The United States Marine Drum & Bugle Corps is the drum and bugle corps of the United States Marine Corps. The D&B is now the only full-time active duty drum corps in the United States Armed Forces. As one of many United States military bands, the United States Marine Drum & Bugle Corps consists of 80 active-duty Marines dressed in ceremonial red and white uniforms. The D&B performs martial and popular music.

The United States Marine Drum & Bugle Corps has been officially designated as "The Commandant's Own" due to the historical connection with the Commandant of the Marine Corps. The D&B is entirely separate from its sister organization, the United States Marine Band ("The President's Own"), as well as the ten active-duty United States Marine Corps field bands. The United States Marine Drum & Bugle Corps travels more than  annually, performing over 400 events worldwide.

During the summer months, the D&B performs in conjunction with "The President's Own" in the traditional Friday Evening Parades at the Marine Barracks Washington, and performs in the Sunset Parades at the Marine Corps War Memorial (Iwo Jima Monument) in Arlington, Virginia, every Tuesday evening. These parades are not street parades, but military parades consisting of ceremonial pomp that are symbolic of Marine professionalism, discipline, and esprit de corps.

Captain Nathan D. Morris is the seventh and current director of "The Commandant's Own" The United States Drum & Bugle Corps, serving in this position since February 2022. Chief Warrant Officer 2 Courtney R. Lawrence is the Executive Officer and Assistant Director. Master Sergeant Joshua Dannemiller is the twenty-third and current Drum Major. Gunnery Sergeant David Cox is the Assistant Drum Major.

History

The unit's history traces to the early days of the Marine Corps. In the 18th and 19th centuries, military musicians ("field musics") provided a means of passing commands to Marines in battle. The sound of various drum beats and bugle calls that could be heard over the noise of the battlefield signaled Marines to attack the enemy or retreat. Through the 1930s, Marine Corps posts still authorized several buglers and drummers to play the traditional calls and to ring a ship's bell to signal the time. Until the 1960s, Marine Corps units sported unit drum and bugle corps within their respective rosters.

"The Commandant's Own" The United States Marine Drum & Bugle Corps, the only such formation within the Armed Forces today, was formed in 1934 at historic Marine Barracks Washington to augment the United States Marine Band "The President's Own". The unit provided musical support to ceremonies around the nation's capital. It was additionally tasked with presidential support duties during World War II. For this additional role, they were awarded the scarlet and gold breast cord by President Franklin Delano Roosevelt, which remains on the uniform. When the war ended, the United States Drum and Bugle Corps resumed performing at various military and public ceremonies.

________________

• _Your instructions_: Reproduce the passage on the United States Marine Drum & Bugle Corps from "During the summer" to "Assistant Drum Major.".

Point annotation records
________________

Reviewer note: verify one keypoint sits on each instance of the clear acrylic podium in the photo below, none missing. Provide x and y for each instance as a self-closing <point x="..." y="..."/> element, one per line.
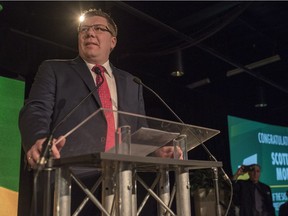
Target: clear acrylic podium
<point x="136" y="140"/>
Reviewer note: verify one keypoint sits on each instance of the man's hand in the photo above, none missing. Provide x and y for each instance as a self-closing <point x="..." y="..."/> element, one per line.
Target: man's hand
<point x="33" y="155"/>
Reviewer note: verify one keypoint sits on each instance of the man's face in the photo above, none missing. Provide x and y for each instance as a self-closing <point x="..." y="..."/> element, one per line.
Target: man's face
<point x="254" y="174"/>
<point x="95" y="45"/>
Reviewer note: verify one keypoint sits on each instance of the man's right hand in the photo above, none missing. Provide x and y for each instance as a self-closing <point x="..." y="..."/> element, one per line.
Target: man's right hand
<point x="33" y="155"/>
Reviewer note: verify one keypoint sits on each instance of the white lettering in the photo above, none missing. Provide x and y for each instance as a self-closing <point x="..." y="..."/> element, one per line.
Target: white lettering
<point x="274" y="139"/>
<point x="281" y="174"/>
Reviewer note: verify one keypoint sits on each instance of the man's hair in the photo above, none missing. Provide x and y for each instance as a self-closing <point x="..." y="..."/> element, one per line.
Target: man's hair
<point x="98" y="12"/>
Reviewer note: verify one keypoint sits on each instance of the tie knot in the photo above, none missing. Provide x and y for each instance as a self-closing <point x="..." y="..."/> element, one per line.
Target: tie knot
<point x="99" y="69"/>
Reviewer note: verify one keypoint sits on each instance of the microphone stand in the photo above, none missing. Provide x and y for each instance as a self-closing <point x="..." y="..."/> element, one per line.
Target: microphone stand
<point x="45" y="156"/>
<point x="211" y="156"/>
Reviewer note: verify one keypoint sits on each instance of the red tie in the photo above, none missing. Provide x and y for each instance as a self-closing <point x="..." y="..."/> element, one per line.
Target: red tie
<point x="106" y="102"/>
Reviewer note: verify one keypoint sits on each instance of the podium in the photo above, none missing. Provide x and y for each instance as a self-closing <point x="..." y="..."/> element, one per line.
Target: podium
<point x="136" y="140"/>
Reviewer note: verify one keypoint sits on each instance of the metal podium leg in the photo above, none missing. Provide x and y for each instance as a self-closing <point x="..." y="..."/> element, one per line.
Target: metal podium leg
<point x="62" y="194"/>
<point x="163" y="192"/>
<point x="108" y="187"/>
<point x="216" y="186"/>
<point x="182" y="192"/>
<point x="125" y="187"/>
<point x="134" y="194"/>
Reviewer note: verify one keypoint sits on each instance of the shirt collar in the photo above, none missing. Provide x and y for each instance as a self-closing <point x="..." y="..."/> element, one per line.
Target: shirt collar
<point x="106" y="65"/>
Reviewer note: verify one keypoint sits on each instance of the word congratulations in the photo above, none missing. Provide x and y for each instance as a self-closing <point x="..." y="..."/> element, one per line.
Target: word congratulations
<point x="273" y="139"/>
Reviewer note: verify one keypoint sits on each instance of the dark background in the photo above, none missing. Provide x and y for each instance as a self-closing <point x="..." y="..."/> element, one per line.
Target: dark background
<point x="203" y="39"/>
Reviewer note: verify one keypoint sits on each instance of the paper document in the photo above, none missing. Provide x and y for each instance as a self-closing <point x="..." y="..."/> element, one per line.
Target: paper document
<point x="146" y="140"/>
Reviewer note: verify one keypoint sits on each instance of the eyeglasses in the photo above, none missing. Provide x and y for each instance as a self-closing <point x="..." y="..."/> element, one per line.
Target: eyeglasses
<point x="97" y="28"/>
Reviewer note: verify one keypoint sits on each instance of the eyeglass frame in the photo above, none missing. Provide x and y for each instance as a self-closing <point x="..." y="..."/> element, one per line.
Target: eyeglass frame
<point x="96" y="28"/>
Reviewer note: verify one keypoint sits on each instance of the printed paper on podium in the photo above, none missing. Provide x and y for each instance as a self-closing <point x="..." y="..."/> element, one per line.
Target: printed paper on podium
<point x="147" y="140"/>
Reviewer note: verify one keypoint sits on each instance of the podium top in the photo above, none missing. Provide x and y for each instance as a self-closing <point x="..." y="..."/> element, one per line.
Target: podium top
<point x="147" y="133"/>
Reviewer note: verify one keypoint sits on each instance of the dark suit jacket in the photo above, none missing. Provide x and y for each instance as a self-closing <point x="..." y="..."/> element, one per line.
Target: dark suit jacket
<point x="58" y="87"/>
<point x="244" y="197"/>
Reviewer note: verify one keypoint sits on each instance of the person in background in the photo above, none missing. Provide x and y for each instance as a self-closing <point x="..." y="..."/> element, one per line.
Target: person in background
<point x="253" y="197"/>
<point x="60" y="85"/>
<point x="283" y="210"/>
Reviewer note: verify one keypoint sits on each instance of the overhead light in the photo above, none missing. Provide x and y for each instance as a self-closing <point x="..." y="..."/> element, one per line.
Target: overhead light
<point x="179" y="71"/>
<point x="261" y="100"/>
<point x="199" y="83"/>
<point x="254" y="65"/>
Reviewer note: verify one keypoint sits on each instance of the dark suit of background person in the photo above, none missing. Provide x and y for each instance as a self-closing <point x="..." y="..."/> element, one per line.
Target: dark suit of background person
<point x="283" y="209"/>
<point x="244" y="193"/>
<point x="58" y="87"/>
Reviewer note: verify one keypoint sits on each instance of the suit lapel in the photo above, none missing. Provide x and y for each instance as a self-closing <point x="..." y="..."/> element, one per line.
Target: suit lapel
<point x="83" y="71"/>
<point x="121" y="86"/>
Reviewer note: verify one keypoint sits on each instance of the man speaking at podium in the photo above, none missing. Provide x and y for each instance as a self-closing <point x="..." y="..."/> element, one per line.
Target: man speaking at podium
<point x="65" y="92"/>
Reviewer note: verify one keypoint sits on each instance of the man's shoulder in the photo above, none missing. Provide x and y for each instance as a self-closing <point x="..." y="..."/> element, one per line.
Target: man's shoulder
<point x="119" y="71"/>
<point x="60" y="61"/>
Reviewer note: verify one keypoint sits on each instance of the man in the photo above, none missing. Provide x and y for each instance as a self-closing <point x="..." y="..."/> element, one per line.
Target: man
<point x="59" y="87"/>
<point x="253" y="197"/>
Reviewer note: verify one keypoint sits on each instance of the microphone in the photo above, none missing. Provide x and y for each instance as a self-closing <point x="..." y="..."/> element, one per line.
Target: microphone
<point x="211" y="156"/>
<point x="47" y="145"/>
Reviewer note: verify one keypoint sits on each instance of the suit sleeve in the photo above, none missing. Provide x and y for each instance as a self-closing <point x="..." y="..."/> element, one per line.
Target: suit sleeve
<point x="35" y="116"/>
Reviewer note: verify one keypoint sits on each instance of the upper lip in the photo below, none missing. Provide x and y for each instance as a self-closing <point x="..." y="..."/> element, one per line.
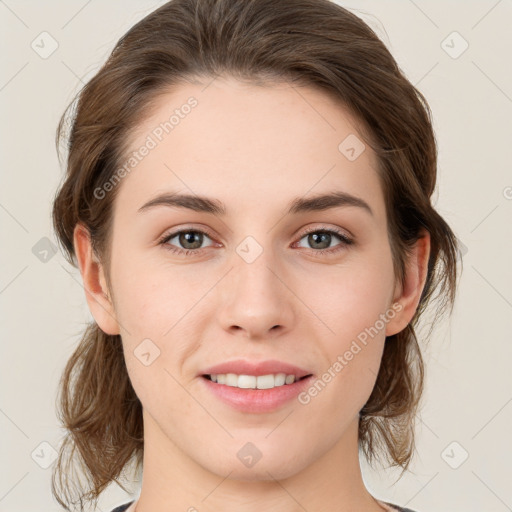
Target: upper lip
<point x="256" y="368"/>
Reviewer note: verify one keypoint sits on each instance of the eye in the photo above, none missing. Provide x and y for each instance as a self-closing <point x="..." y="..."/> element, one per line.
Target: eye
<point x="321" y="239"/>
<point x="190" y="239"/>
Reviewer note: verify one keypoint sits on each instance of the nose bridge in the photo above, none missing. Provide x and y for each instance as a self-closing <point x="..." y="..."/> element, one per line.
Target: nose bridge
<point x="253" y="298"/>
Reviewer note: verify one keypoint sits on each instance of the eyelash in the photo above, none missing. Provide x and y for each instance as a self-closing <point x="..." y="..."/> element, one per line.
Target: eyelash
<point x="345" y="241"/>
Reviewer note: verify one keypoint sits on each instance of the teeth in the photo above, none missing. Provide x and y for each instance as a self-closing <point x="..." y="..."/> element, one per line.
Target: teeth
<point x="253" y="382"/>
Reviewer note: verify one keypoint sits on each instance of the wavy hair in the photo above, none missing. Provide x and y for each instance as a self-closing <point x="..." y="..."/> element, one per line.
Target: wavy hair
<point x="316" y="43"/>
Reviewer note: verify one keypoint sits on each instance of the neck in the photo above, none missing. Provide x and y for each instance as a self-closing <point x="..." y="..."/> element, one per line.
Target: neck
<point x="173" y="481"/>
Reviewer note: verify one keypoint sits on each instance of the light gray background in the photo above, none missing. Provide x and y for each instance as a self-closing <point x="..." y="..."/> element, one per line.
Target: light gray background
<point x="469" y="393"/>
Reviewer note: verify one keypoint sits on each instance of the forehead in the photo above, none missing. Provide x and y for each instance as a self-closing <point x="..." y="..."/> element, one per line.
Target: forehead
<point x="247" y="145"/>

________________

• _The reply_:
During the summer months, the D&B performs in conjunction with "The President's Own" in the traditional Friday Evening Parades at the Marine Barracks Washington, and performs in the Sunset Parades at the Marine Corps War Memorial (Iwo Jima Monument) in Arlington, Virginia, every Tuesday evening. These parades are not street parades, but military parades consisting of ceremonial pomp that are symbolic of Marine professionalism, discipline, and esprit de corps.

Captain Nathan D. Morris is the seventh and current director of "The Commandant's Own" The United States Drum & Bugle Corps, serving in this position since February 2022. Chief Warrant Officer 2 Courtney R. Lawrence is the Executive Officer and Assistant Director. Master Sergeant Joshua Dannemiller is the twenty-third and current Drum Major. Gunnery Sergeant David Cox is the Assistant Drum Major.